TASK OBJECTIVE:
Reproduce exactly the lines of the listing from the one containing "the soldier in" to its final line, both included.
___ SUPPLIED MATERIAL ___
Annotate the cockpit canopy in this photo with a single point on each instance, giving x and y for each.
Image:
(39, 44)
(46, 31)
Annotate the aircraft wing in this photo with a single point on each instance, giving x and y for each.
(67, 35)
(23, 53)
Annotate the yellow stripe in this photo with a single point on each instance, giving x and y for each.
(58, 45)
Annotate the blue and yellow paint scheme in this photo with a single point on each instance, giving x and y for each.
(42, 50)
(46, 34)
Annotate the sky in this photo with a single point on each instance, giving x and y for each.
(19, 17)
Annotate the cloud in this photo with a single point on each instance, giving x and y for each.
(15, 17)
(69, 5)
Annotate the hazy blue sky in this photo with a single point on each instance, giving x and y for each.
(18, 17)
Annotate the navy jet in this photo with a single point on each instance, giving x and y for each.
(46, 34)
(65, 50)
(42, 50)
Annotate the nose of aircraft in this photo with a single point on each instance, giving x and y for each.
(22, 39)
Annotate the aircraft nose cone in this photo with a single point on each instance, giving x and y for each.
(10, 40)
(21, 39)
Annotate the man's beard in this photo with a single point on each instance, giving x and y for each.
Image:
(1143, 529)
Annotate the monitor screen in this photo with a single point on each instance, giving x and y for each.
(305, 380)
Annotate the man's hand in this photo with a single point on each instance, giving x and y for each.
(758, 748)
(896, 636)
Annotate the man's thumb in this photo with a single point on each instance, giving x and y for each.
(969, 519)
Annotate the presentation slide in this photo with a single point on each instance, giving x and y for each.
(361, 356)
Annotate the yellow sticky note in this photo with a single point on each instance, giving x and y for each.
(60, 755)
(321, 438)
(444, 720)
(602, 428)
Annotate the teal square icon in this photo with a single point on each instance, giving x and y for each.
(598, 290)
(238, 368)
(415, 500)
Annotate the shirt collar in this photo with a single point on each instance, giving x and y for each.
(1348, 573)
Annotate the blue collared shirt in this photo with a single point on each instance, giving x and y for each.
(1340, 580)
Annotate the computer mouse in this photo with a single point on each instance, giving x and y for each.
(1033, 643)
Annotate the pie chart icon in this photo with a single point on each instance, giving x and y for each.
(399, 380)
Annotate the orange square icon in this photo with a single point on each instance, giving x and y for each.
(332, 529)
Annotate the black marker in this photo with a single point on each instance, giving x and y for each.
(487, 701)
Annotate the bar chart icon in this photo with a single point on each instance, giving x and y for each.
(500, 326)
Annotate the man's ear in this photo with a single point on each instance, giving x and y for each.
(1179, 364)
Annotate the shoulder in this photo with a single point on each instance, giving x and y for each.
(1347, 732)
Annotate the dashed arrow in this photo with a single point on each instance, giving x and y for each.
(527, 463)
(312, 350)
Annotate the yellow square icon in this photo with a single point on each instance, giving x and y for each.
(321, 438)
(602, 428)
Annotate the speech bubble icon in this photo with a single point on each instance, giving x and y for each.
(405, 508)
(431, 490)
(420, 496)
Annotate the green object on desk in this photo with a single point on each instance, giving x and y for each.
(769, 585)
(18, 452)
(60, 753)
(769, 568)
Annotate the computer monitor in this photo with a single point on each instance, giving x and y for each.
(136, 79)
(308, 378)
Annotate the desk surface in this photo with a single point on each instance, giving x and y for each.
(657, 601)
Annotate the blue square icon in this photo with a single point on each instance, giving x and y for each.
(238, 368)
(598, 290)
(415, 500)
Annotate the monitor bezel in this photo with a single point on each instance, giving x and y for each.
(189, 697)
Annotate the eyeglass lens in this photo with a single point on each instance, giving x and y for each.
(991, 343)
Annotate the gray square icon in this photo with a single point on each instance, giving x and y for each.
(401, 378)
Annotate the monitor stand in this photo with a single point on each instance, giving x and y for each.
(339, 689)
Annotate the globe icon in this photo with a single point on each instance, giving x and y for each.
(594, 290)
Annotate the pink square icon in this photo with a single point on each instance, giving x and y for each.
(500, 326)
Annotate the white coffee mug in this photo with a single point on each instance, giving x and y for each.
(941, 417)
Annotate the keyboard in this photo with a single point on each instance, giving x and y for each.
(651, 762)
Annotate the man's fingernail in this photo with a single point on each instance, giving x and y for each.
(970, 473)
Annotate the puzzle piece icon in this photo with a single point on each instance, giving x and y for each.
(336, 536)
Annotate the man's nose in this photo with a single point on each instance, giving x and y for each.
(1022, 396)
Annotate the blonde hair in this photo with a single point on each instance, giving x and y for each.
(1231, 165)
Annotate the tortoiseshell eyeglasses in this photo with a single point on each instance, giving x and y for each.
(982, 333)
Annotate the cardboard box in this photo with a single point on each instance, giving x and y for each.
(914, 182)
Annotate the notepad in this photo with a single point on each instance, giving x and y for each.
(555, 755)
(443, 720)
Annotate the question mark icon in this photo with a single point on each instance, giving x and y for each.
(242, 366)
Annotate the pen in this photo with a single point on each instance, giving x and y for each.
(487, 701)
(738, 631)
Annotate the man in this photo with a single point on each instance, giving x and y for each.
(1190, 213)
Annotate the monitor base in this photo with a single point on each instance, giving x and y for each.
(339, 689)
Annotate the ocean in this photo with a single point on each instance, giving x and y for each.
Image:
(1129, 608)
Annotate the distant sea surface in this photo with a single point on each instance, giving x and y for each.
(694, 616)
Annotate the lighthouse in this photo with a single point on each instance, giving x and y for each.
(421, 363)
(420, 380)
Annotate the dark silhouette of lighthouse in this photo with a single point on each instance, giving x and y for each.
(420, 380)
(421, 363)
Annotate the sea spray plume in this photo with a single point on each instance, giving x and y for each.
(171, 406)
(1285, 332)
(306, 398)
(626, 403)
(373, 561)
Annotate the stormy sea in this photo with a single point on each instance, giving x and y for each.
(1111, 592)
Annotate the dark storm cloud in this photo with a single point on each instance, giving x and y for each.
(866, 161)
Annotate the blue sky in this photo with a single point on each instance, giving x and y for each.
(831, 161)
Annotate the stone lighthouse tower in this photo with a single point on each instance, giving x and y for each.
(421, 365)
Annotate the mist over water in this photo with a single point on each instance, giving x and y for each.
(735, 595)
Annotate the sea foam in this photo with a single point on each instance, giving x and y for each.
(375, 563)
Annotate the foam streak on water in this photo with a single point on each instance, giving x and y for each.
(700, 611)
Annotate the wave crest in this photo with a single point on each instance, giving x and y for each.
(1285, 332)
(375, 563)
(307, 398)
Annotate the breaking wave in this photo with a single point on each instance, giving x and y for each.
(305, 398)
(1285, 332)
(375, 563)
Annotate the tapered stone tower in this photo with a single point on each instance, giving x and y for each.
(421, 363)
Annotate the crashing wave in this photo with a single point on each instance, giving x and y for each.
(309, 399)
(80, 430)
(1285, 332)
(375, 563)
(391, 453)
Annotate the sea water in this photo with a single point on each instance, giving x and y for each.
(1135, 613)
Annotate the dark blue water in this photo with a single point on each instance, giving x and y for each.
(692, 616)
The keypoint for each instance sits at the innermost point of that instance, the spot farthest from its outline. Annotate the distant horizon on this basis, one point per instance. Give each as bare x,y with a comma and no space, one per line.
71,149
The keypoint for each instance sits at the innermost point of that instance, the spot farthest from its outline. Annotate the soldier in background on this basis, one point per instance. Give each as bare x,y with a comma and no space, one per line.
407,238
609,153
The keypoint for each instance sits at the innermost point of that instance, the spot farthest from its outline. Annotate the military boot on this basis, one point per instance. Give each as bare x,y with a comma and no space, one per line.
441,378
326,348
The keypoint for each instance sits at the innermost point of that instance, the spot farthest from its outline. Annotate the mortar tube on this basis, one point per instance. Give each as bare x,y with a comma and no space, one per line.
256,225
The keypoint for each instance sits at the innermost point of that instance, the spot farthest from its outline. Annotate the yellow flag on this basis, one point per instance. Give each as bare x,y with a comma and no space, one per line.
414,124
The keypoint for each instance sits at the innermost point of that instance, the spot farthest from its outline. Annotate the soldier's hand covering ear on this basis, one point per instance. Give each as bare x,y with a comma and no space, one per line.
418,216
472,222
___
REPLY TO THE EXERCISE:
The keypoint for each instance sits at the innermost point of that instance, the spot farthest from its outline. Annotate the soldier in background on this basis, one point per instance. Give each as bare x,y with a comma and no space, one per line.
407,238
609,153
The keypoint for each instance sits at the innermost point of that instance, the spot farthest from its outline. Annotate the military boot on this basis, one point per instance. Give each as bare x,y with a comma and no space, one per line.
441,378
326,348
The keypoint for each instance sits at the innermost point of that instance, the spot farthest from its outline. Annotate the mortar tube on this basis, one point per instance. Give each as bare x,y with a comma and no space, one per line.
256,225
The keypoint for each instance sits at the innermost point of that instance, the spot farthest from its outline. Annotate the yellow flag on this basis, one point per instance. Give each as bare x,y with a comma and no space, one per line.
414,124
The keypoint for each instance sits at the innermost point of that instance, the spot farthest from its outline. Annotate the soldier's hand covering ear on this basis, one point per instance. Give each as bare x,y with a comma and no space, one per line.
418,216
472,222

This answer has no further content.